* Your objective *
Repeat nothing but the line containing "Practice step: locate the wooden bowl" and the lines that follow it, up to and including the last line of the data below.
___
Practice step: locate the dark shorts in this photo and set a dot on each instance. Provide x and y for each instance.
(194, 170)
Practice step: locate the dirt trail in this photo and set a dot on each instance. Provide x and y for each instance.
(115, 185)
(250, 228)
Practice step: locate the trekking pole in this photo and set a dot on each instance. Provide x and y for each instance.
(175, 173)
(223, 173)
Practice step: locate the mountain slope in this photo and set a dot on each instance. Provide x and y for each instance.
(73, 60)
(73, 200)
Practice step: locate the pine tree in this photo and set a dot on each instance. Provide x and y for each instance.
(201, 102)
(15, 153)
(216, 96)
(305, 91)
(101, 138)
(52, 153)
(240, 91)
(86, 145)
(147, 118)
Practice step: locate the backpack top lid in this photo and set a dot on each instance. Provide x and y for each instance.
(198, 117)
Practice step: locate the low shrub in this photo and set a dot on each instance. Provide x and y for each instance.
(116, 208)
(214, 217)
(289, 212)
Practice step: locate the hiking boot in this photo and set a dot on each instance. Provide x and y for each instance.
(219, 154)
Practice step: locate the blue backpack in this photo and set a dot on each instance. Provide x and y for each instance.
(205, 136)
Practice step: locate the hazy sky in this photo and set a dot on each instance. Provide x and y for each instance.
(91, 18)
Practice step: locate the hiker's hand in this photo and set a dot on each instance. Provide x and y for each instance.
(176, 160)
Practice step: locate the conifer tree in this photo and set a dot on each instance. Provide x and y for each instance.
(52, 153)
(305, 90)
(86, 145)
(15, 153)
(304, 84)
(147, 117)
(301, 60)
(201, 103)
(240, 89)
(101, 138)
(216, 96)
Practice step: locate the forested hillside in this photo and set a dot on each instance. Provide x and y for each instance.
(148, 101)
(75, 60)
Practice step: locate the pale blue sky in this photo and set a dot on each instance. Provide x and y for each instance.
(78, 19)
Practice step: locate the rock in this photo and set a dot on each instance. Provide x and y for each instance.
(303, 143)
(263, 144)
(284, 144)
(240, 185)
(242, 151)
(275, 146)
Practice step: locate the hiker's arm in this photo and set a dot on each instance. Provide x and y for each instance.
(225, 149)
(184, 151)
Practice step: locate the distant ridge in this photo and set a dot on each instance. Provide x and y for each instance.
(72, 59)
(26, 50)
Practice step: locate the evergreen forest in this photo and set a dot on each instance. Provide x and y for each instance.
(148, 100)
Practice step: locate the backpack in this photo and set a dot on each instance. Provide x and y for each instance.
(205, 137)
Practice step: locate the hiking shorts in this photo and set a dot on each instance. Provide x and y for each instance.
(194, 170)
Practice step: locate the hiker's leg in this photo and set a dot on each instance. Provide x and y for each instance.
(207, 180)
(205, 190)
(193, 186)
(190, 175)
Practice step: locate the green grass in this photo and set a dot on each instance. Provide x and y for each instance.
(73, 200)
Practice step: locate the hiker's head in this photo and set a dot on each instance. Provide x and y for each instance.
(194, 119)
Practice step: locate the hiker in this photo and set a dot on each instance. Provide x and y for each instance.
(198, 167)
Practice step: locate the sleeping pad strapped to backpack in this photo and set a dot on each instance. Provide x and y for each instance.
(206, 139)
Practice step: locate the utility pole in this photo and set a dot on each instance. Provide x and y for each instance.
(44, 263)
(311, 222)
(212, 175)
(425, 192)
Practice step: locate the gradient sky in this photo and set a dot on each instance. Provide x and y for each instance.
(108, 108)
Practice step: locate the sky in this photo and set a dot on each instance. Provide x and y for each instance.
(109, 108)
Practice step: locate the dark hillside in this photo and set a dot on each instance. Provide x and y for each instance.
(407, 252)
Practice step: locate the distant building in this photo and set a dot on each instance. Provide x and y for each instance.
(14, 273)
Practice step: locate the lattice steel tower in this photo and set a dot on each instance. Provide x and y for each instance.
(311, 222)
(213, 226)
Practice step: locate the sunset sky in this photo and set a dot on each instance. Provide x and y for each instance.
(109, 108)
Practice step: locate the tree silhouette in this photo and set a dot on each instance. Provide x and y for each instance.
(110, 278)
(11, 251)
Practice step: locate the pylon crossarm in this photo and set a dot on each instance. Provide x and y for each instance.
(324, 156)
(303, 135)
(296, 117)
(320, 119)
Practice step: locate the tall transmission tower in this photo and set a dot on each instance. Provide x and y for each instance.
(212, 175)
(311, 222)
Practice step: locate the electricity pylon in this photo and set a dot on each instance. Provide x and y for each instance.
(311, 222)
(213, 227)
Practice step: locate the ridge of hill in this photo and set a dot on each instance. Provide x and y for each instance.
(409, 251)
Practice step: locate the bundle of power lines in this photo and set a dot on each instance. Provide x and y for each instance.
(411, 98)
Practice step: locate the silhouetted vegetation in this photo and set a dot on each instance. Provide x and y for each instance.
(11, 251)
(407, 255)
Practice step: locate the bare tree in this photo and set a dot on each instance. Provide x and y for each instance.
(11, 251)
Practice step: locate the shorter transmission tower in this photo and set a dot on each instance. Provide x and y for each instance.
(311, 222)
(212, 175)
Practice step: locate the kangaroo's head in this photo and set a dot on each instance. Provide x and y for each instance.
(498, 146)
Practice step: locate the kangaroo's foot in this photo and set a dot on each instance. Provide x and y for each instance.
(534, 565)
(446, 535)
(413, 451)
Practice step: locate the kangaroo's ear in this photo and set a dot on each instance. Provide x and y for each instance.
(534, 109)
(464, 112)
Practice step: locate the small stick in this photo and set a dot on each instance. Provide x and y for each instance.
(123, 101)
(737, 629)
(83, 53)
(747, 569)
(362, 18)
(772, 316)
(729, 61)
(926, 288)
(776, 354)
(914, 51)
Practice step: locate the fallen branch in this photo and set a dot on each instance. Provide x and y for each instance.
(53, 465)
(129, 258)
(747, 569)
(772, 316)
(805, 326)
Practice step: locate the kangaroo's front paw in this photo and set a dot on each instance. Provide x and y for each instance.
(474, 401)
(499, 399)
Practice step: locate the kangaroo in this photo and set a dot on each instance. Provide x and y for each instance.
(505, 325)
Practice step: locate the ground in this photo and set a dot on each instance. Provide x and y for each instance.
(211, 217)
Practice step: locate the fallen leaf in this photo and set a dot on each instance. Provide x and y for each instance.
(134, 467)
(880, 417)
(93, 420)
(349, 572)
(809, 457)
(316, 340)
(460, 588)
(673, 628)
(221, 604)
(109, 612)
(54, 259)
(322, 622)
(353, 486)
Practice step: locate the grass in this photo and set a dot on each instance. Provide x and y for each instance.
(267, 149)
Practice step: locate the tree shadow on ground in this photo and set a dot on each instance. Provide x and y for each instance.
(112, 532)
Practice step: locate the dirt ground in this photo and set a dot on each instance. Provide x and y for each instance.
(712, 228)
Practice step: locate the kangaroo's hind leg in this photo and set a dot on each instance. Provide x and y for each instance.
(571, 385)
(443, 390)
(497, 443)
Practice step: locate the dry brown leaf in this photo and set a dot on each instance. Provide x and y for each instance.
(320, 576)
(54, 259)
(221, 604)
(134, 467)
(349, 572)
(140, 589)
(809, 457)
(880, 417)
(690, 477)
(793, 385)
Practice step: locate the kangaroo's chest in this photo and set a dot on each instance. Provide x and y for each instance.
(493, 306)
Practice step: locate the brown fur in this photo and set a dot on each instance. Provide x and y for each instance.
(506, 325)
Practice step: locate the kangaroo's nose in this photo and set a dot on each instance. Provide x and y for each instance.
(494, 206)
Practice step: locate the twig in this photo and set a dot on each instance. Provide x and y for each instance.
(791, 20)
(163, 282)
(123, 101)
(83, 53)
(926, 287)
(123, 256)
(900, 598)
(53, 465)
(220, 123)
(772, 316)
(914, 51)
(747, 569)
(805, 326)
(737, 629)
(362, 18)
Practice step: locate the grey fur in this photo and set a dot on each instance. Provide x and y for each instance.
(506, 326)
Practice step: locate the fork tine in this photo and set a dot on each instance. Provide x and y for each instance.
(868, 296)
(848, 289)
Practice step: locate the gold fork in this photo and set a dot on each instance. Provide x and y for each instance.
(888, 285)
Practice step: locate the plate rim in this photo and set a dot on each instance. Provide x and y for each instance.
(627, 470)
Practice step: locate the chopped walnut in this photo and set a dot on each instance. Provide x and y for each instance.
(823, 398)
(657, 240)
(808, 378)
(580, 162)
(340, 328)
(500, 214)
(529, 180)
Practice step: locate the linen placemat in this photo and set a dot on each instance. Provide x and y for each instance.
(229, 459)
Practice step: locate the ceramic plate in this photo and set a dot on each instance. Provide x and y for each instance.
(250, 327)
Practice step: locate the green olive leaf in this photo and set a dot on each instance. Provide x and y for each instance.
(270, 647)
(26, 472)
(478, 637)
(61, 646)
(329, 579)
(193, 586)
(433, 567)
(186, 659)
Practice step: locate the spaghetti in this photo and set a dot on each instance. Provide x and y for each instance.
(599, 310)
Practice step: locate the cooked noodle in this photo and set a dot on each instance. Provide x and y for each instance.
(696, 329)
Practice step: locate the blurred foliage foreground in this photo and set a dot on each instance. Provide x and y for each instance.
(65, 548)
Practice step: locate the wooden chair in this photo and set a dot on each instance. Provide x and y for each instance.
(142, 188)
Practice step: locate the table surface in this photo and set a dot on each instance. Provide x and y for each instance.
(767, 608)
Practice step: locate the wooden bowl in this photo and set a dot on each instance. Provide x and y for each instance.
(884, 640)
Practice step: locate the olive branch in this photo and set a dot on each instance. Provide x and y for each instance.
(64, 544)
___
* Exercise answer *
Practice step: locate the wooden bowl in this photo and set a dot on each instance. Provide x and y for each instance.
(884, 640)
Practice step: locate the olive branch in this photo and set a dot on each instance. Provide x and y for each instance.
(64, 544)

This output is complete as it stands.